İsrail Dışişleri Bakanı Lapid Bahreyn’i ziyaret edecek

İbrahim Anlaşmaları’nın imzalanmasının yıldönümü vesilesiyle Tel Aviv'deki BAE Büyükelçiliği yakınlarında barış mesajı taşıyan reklam panosu

İsrail Dışişleri Bakanı Lapid Bahreyn’i ziyaret edecek
TT

İsrail Dışişleri Bakanı Lapid Bahreyn’i ziyaret edecek

İsrail Dışişleri Bakanı Lapid Bahreyn’i ziyaret edecek

İsrail Dışişleri Bakanı Yair Lapid, Bahreyn’e ziyaret gerçekleştireceğini açıkladı. Lapid’in Manama temasları, İki ülke arasındaki ilişkilerin normalleşmesinin ardından bir İsrailli bakanın Bahreyn’e yapacağı ilk ziyaret olacak.
Lapid, bu ziyareti Cuma günü, İbrahim Anlaşmalarını imzalayan ülkelerin Dışişleri Bakanları ve ABD Dışişleri Bakanı'nın katıldığı çevrimiçi toplantıda duyurdu.
Manama'da bir büyükelçilik açmak için Bahreyn'e gideceğini söyleyen Lapid, “İsrail bölge ülkeleriyle diplomatik ilişkilerini genişletmek istiyor. İbrahim Anlaşmaları yeni üyelere açık" dedi.
Bahreyn Dışişleri Bakanı Abdullatif ez-Zeyani, işbirliğinin faydalarını vurgulamak için daha fazla çaba gösterilmesi gerektiğini söyledi.

:::

▶ **Üretilecek çıktı**: Lapid'in Bahreyn ziyaretini anlatan haberde "İbrahim Anlaşmaları’nın imzalanmasının" ile başlayıp "ilk ziyaret olacak." ifadesine kadar süren kısmı hiç değiştirmeden yeniden yazın.

▶ **Verilen satırlar**:
:::

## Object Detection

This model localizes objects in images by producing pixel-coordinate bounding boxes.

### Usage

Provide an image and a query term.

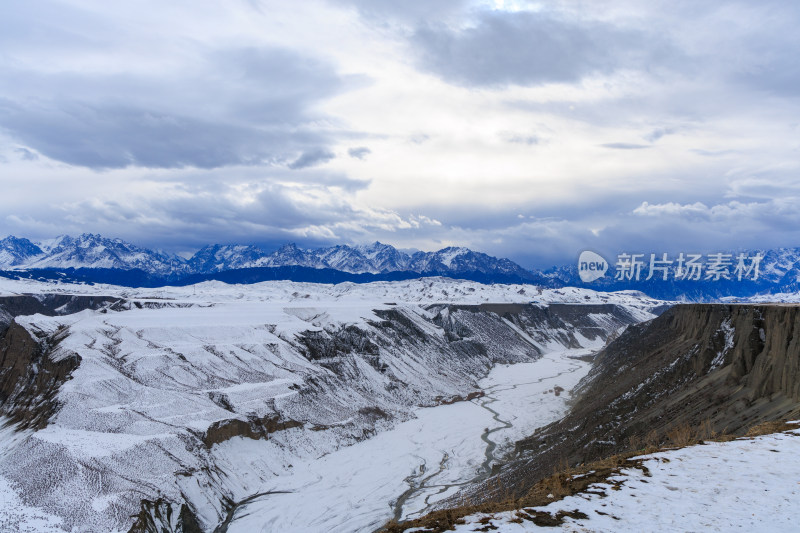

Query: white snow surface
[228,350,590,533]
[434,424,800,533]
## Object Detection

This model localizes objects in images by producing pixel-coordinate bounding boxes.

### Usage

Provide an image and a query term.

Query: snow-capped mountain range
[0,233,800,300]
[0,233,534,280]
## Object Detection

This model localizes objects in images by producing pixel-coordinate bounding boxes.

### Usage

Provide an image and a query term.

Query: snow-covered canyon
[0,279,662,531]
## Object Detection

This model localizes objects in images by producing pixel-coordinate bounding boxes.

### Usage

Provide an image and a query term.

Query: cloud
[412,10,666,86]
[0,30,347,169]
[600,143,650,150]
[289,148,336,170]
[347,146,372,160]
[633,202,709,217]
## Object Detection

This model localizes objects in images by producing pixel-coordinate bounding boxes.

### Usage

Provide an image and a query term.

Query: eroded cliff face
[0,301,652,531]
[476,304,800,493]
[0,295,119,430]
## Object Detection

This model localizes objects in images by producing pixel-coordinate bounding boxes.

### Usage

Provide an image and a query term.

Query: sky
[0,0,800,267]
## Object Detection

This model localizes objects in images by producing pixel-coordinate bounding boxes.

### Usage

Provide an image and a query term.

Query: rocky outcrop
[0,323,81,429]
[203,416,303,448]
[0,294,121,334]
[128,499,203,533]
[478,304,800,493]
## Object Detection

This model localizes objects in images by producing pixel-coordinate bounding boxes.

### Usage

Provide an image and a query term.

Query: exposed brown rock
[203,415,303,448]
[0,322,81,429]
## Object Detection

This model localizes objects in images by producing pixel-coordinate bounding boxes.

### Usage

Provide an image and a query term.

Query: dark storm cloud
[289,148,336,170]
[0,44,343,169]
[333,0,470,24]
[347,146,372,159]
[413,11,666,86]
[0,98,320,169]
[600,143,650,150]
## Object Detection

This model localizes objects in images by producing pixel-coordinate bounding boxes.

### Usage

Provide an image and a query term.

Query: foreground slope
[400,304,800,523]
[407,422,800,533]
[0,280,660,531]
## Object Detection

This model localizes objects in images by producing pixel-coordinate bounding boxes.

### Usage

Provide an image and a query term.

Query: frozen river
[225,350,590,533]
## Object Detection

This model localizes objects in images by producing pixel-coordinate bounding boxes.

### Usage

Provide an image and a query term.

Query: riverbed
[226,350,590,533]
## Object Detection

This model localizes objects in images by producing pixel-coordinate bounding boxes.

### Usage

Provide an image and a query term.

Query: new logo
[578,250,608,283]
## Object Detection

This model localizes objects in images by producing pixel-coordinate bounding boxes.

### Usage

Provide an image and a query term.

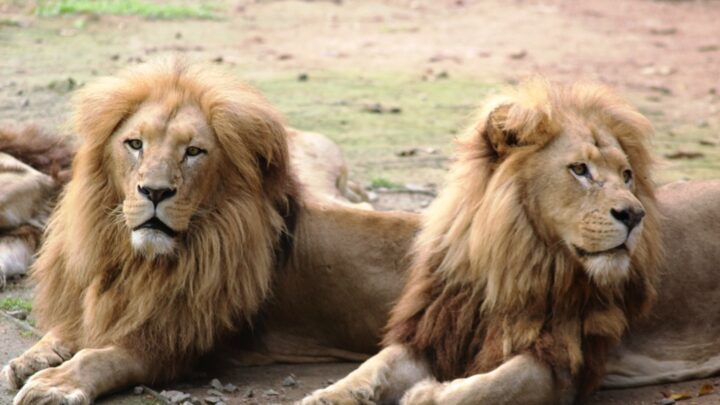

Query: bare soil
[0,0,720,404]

:::

▶ **Sorunun çözümü**:
İbrahim Anlaşmaları’nın imzalanmasının yıldönümü vesilesiyle Tel Aviv'deki BAE Büyükelçiliği yakınlarında barış mesajı taşıyan reklam panosu

İsrail Dışişleri Bakanı Lapid Bahreyn’i ziyaret edecek
TT

İsrail Dışişleri Bakanı Lapid Bahreyn’i ziyaret edecek

İsrail Dışişleri Bakanı Lapid Bahreyn’i ziyaret edecek

İsrail Dışişleri Bakanı Yair Lapid, Bahreyn’e ziyaret gerçekleştireceğini açıkladı. Lapid’in Manama temasları, İki ülke arasındaki ilişkilerin normalleşmesinin ardından bir İsrailli bakanın Bahreyn’e yapacağı ilk ziyaret olacak.